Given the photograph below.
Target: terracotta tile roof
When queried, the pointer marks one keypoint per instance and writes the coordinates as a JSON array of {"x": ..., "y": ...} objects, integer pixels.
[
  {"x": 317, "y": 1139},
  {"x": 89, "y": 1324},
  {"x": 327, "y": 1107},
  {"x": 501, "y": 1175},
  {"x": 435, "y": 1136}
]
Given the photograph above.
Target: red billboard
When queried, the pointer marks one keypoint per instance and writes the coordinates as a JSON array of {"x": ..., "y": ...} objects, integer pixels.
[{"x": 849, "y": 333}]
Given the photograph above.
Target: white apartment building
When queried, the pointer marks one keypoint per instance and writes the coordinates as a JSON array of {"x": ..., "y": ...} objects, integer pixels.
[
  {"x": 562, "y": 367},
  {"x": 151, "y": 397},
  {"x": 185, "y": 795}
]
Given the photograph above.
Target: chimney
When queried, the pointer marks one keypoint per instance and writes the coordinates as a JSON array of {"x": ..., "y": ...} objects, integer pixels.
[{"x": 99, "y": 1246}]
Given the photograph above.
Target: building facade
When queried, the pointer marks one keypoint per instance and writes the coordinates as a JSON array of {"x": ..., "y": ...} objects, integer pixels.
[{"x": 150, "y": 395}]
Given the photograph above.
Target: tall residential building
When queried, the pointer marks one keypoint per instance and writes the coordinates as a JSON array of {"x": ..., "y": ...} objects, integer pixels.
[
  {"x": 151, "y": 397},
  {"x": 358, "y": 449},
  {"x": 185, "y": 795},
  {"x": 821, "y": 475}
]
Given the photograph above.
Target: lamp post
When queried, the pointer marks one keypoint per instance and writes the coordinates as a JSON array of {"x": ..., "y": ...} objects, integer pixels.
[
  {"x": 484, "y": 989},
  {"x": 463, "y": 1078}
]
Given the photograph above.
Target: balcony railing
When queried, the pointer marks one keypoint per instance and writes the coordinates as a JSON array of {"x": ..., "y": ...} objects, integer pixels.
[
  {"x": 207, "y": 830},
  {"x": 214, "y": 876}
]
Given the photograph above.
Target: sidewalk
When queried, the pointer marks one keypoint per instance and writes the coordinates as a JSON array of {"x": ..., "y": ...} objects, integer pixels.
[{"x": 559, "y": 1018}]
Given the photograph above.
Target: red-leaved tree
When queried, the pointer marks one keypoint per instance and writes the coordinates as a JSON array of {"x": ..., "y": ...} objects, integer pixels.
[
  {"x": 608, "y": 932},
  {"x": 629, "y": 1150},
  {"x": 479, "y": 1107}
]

== WHAT YOU WILL DO ==
Whenever a line in the listing above includes the word "Target", return that line.

== WRITTEN SOLUTION ==
Target: terracotta tile roof
Target: red billboard
Target: white apartment building
Target: chimney
Target: building facade
Target: tall residential building
Target: lamp post
Target: balcony railing
Target: sidewalk
Target: red-leaved tree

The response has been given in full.